Banking giant JPMorgan says a short-term market rotation may be taking shape as investors hunt for value outside Big Tech.
In a new interview on CNBC, Dubravko Lakos, head of global markets strategy at JPMorgan, says he expects a narrow tactical window where beaten-down areas of the market could see relief rallies.
Lakos says the potential rotation is a function of positioning, seasonality and valuation rather than a shift in long-term fundamentals.
“And we do think the broadening out could continue to run its course, but really only tactically short term into Q1. You could have some of these, like positive seasonals, as in sort of bottom fishing beginning of January. You guys just talked about a bit of a fiscal thrust kicking in from the OBBA (One Big Beautiful Bill) side that could help the consumer.”
He says parts of the cyclical and value universe are trading at depressed levels relative to earnings, creating conditions for a potential bounce.
“And then I think various parts of cyclicals, if you will, or value are trading trough on trough when you think about multiples and earnings. So you could get a bit of a lift.”
Lakos points to segments of the consumer economy that have been heavily punished, particularly lower-end consumer exposure and leisure-oriented businesses.
“So let’s say parts of consumer, like low-end consumer, have been really beaten up… You think about cruise lines, restaurants, the Las Vegas strip.”
He also highlights housing-linked and home improvement names as areas that could benefit from a rebound, while cautioning that the move should not be mistaken for a lasting trend.
“So that’s what I’m saying, the Home Depots of the world, you think about home improvement parts of housing. So I think these areas could see a bit of a lift. But I would argue it’s probably more of a tactical lift.”
Looking past the near-term rotation, Lakos says JPMorgan’s medium-term view into 2026 continues to center on artificial intelligence and its spillover effects across multiple sectors.
“We still think the big story remains centered around AI, where we think Big Tech hyperscalers remain very well positioned. Utilities we continue to like. Big banks, we think, are pretty large beneficiaries of AI, and then certain parts of healthcare, like pharma.”

### Given data

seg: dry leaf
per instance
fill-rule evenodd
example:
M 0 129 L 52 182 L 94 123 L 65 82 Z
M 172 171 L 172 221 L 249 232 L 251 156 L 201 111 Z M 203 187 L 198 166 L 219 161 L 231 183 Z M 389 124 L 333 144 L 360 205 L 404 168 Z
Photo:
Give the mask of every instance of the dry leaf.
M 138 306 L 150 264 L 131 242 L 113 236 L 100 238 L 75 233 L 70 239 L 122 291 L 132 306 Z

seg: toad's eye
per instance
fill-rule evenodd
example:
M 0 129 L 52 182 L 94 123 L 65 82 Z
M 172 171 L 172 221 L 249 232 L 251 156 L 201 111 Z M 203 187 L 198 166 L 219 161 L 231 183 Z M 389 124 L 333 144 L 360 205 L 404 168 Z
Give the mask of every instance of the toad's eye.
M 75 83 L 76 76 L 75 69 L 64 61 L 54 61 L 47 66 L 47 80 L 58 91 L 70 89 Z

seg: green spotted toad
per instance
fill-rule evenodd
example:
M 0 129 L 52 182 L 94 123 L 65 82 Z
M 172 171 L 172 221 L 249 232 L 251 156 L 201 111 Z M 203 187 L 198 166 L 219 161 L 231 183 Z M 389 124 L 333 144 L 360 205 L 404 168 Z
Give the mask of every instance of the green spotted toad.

### Work instruction
In the JPMorgan market-rotation article, why does Lakos regard the possible rotation away from Big Tech as a tactical move rather than a lasting trend? Answer in one to three sentences.

### Result for this exercise
Lakos says the potential rotation is a function of positioning, seasonality and valuation rather than a shift in long-term fundamentals. He therefore expects the broadening out to run only tactically short term into Q1, while JPMorgan's medium-term view into 2026 remains centered on AI.